## Task requirements
Reproduce the data below in full, substituting "tumbler" for every occurrence of "drinking glass" and leaving everything else unchanged. Omit the pictures from your answer.

Object pointing dataset rows:
┄┄┄┄┄┄┄┄┄┄┄┄┄┄┄┄┄┄┄┄

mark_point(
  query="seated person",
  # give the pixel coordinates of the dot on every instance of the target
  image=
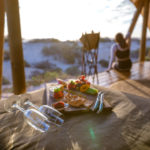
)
(120, 52)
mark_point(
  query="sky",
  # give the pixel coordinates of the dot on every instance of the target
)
(68, 19)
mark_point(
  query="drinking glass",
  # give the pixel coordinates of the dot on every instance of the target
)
(52, 114)
(34, 118)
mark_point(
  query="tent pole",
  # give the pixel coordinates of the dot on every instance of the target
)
(144, 31)
(2, 14)
(15, 43)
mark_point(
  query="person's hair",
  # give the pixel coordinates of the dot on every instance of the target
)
(121, 40)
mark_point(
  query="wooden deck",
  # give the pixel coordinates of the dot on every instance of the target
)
(138, 71)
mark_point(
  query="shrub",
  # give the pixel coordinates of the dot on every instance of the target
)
(73, 71)
(104, 63)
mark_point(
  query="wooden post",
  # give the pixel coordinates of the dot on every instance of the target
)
(136, 15)
(144, 31)
(2, 14)
(15, 42)
(134, 20)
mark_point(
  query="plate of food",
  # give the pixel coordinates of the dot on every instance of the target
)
(72, 96)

┄┄┄┄┄┄┄┄┄┄┄┄┄┄┄┄┄┄┄┄

## Exercise solution
mark_point(
  query="seated person",
  # give the pixel coordinates of the dot on every instance of the target
  image=
)
(120, 52)
mark_point(
  query="sky",
  # give the pixel coordinates of the dot on every instance of the target
)
(68, 19)
mark_point(
  query="tumbler",
  # give the pixel coordinates of the dot on every instance of the target
)
(52, 114)
(34, 118)
mark_point(
  query="tent pole",
  # give the pixel coordinates of the dot on every instance of the target
)
(144, 31)
(2, 14)
(15, 43)
mark_point(
  query="person's hair",
  # give the pixel coordinates of the dot on every instance of the target
)
(121, 40)
mark_point(
  query="wooden deck",
  # give the pixel coordinates of the dot on every instance of the target
)
(138, 71)
mark_point(
  query="shrub",
  # give the pixel coordinates of the dot on every instance of the target
)
(73, 71)
(104, 63)
mark_point(
  query="wooden post",
  # give the pixel coordinates of the dot on every instance of the target
)
(136, 15)
(144, 31)
(2, 14)
(15, 42)
(134, 20)
mark_point(
  query="plate of food",
  # give the pixel coordinates of the dot on every instance of the target
)
(72, 96)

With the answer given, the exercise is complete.